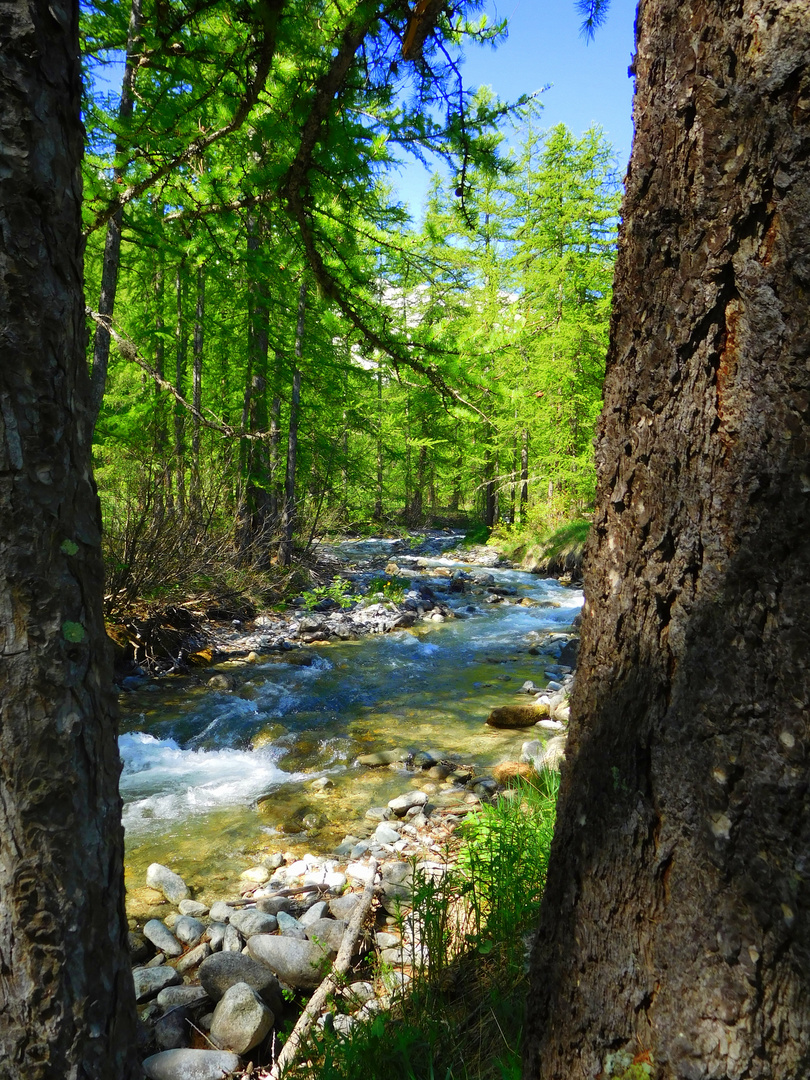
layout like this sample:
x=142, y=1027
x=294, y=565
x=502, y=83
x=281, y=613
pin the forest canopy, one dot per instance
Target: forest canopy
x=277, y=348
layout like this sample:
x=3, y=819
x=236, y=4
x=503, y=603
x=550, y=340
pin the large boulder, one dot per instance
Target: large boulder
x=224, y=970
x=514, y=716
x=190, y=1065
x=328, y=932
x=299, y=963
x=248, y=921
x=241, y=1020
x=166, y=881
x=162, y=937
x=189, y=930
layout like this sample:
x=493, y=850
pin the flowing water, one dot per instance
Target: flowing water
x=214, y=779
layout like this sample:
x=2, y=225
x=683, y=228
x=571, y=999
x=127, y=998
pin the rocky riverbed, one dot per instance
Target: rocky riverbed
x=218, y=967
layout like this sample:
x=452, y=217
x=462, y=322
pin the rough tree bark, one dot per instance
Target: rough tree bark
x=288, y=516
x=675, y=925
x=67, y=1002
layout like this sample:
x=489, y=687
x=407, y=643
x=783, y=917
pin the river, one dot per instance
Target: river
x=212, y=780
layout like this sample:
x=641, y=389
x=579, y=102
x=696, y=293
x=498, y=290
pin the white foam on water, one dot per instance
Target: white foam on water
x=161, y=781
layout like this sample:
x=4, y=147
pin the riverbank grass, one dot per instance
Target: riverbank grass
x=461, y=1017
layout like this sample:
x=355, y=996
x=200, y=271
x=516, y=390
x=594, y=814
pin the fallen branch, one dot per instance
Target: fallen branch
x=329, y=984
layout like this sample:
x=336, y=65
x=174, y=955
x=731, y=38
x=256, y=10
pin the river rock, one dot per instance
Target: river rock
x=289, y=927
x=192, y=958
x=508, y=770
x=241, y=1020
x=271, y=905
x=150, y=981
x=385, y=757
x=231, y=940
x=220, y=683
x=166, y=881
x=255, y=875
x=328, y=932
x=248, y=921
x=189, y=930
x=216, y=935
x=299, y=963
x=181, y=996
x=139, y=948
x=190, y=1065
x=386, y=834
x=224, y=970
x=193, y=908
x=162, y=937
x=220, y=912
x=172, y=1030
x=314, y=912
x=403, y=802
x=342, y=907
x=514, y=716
□ □ □ □
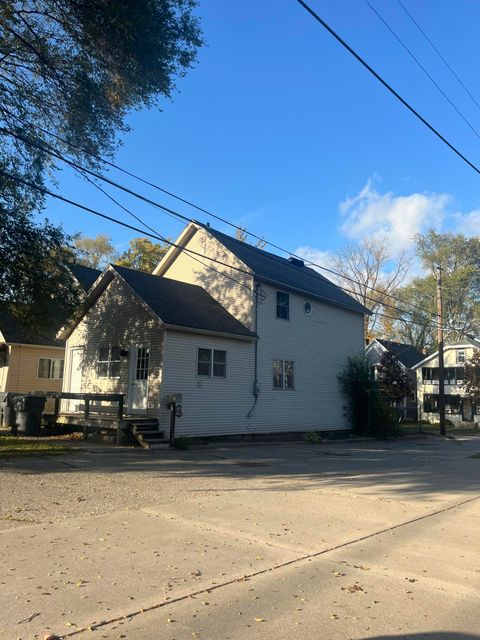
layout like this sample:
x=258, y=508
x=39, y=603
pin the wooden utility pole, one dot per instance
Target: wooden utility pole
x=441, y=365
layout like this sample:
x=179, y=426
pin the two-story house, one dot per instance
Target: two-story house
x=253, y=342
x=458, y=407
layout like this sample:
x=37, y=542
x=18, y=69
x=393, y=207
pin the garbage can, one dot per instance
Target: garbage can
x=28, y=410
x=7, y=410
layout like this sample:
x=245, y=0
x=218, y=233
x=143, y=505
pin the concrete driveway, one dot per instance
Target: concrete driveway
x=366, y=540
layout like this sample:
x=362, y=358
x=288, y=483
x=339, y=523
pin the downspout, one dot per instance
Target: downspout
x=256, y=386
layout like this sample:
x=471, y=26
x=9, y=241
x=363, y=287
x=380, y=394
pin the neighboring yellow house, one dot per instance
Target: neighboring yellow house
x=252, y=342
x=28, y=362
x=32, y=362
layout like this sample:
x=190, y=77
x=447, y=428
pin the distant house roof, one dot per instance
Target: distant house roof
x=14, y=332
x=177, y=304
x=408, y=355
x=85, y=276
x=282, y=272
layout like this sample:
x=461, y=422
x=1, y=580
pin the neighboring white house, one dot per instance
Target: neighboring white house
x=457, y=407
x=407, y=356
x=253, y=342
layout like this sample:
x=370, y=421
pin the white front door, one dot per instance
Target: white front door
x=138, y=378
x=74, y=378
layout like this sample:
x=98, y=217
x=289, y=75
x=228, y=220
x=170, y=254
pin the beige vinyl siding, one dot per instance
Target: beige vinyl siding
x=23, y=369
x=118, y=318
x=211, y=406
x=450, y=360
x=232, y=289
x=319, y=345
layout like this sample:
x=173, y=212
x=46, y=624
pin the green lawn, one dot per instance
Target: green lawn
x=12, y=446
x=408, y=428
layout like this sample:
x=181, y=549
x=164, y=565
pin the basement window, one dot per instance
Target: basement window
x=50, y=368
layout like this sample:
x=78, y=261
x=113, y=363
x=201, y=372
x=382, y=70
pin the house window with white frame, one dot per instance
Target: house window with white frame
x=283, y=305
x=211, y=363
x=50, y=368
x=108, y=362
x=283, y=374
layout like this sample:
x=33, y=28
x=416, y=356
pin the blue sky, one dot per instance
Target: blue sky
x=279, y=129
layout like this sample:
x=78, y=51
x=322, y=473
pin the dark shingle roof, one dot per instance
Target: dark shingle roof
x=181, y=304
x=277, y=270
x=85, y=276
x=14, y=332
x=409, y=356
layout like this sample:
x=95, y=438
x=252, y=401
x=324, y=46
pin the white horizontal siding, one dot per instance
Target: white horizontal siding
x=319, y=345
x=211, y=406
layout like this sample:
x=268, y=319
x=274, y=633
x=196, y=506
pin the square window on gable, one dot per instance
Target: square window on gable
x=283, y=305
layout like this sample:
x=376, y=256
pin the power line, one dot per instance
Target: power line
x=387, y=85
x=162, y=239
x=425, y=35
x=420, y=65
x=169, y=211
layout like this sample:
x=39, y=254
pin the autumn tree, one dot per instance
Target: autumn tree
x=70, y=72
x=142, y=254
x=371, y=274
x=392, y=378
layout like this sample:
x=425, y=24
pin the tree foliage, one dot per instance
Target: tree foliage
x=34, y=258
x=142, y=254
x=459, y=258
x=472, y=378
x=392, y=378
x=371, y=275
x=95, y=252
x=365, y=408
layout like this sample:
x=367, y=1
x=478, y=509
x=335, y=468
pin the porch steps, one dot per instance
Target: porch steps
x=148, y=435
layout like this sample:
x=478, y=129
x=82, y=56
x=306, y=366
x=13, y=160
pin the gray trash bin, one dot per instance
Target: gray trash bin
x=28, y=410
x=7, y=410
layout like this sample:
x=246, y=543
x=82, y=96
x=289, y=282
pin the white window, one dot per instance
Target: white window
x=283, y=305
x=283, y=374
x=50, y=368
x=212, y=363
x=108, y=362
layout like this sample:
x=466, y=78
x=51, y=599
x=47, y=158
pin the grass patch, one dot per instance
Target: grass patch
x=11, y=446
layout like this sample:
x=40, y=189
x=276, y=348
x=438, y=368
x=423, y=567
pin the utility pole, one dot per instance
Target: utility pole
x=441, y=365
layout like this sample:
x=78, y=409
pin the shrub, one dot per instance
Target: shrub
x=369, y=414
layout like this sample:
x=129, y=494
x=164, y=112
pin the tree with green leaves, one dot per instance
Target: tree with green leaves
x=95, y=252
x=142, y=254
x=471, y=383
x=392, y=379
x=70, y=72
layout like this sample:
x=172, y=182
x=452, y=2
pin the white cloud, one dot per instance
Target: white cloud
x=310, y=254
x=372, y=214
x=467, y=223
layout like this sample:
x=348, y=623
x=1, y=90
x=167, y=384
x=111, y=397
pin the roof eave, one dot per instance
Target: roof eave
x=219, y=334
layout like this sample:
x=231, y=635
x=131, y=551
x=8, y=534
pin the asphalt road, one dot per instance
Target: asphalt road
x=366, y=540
□ □ □ □
◆ What needs to be done: Filter the lines above so that only those containing the string "bark" remain, and copy each one out unchanged. Matching is case-sensitive.

◆ Solution for this exercise:
pin the rough tree bark, one dot per instance
Target: rough tree bark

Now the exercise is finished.